Copy out the rows from the line with "target: **small village building**" to the line with "0 64 L 2 70", both included, keeping every character unchanged.

-- Begin --

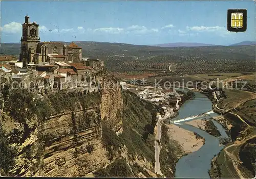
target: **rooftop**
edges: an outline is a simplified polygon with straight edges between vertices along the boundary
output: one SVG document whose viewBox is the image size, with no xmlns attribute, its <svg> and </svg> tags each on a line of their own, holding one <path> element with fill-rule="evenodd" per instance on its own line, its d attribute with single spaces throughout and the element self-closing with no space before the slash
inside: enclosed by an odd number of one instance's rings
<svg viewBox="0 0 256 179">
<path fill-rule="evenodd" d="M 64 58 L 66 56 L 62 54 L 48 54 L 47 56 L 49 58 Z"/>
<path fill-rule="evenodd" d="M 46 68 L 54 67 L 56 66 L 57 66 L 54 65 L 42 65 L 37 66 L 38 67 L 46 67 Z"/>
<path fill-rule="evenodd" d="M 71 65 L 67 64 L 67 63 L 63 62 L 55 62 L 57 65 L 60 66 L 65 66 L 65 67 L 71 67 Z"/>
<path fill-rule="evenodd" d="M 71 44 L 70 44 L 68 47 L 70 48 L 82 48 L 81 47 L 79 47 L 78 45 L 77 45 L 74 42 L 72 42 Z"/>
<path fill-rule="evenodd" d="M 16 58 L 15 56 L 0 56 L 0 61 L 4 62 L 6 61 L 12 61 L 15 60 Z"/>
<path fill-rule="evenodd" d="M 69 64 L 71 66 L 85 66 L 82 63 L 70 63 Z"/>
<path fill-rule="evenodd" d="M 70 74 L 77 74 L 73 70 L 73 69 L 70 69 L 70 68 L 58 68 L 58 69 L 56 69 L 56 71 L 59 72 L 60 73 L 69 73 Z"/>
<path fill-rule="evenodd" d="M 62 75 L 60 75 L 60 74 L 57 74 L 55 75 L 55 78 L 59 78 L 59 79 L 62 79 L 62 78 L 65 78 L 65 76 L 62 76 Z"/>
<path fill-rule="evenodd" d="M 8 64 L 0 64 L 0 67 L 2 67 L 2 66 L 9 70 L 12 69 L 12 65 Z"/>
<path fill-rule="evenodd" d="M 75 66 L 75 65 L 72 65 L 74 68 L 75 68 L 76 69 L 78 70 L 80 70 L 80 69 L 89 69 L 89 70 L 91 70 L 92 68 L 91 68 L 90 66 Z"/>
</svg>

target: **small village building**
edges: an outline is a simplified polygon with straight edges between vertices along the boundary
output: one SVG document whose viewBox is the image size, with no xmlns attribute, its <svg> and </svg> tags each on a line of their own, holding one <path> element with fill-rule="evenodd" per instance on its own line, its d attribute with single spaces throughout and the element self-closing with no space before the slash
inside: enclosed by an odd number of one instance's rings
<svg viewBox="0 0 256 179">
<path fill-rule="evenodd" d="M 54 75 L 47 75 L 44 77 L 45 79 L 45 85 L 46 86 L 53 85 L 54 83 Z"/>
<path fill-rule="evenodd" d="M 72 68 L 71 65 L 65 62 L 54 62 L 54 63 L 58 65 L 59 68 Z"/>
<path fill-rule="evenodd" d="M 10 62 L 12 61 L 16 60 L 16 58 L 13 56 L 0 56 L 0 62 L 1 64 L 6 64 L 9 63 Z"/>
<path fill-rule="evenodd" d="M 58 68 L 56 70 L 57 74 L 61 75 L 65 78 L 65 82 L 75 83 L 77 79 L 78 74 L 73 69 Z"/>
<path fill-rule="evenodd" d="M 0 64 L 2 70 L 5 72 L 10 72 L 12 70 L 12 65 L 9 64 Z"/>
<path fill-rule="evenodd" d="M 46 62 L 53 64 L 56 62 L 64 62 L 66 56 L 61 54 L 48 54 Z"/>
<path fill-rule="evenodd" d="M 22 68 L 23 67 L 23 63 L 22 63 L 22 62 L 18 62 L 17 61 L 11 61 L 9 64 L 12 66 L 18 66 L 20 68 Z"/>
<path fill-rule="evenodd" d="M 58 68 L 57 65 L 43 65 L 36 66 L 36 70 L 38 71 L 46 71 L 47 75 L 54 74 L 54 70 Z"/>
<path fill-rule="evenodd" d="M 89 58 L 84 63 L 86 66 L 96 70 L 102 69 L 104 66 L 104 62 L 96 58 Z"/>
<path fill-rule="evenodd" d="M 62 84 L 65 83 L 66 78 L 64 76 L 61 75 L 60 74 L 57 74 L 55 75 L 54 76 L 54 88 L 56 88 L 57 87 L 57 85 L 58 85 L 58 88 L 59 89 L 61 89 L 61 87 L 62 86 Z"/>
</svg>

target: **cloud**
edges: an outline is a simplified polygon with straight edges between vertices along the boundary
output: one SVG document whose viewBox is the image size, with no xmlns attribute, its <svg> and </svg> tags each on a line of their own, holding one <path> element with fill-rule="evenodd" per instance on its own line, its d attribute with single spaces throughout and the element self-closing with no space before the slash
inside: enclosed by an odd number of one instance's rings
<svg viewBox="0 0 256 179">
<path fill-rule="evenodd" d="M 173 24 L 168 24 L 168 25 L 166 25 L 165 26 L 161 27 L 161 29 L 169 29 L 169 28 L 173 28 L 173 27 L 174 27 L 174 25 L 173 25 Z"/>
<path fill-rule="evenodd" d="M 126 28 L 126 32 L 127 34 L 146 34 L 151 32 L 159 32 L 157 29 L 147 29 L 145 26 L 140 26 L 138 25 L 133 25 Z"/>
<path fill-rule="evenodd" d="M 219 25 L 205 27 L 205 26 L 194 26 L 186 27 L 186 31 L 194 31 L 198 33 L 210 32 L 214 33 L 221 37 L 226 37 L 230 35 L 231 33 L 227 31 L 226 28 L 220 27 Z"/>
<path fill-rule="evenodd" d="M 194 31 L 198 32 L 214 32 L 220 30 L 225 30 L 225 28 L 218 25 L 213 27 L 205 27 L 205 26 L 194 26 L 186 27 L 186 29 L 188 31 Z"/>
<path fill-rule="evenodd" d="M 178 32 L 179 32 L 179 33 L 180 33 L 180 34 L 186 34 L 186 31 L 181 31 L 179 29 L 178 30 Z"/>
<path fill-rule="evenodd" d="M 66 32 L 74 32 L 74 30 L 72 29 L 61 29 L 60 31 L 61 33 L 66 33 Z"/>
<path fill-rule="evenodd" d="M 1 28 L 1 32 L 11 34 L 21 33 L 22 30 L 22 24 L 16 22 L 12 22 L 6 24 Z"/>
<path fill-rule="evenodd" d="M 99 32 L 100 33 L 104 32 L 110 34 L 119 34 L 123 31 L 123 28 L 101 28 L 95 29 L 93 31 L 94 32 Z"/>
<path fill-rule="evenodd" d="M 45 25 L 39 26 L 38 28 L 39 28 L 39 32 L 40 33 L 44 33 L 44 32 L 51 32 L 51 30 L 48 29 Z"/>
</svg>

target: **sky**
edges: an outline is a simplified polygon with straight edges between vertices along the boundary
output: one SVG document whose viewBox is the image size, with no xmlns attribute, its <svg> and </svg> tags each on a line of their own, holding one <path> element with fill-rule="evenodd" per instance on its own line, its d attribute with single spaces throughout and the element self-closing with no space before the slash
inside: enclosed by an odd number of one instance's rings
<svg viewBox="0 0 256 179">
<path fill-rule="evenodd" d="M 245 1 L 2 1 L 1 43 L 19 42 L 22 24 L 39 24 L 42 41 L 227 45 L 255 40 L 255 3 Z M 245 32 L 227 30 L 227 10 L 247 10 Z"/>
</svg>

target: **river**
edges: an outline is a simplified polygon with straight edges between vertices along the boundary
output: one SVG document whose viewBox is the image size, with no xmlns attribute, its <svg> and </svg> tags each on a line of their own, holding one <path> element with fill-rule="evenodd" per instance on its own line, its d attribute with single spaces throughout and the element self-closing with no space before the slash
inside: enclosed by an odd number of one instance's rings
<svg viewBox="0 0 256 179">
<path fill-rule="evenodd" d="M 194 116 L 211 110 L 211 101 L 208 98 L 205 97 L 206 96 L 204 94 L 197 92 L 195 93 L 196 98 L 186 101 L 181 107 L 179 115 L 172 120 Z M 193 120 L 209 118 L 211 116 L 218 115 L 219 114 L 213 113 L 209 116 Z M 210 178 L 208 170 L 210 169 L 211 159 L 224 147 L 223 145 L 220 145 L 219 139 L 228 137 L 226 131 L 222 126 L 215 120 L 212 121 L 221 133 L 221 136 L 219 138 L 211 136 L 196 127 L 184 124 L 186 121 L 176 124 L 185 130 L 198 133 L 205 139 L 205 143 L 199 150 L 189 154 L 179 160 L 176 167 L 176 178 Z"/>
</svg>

-- End --

Worked answer:
target: **small village building**
edges: an outline is a simplified polygon with straight edges between vertices along the boundary
output: one SVG document whose viewBox is the image size, with no xmlns attribute, its <svg> and </svg> tags each on a line of their own, holding one <path> element with fill-rule="evenodd" per instance on its own line, its d attribute with single spaces throughout and the element self-closing with no space before the slash
inside: enclosed by an odd number of one instance's rings
<svg viewBox="0 0 256 179">
<path fill-rule="evenodd" d="M 54 75 L 47 75 L 44 77 L 45 79 L 45 85 L 46 86 L 53 85 L 54 83 Z"/>
<path fill-rule="evenodd" d="M 72 68 L 71 65 L 65 62 L 54 62 L 54 63 L 58 65 L 59 68 Z"/>
<path fill-rule="evenodd" d="M 10 62 L 12 61 L 16 60 L 16 58 L 13 56 L 0 56 L 0 62 L 1 64 L 6 64 L 9 63 Z"/>
<path fill-rule="evenodd" d="M 58 68 L 56 70 L 57 74 L 61 75 L 65 78 L 65 82 L 75 83 L 77 79 L 78 74 L 73 69 Z"/>
<path fill-rule="evenodd" d="M 0 64 L 2 70 L 5 72 L 10 72 L 12 70 L 12 65 L 9 64 Z"/>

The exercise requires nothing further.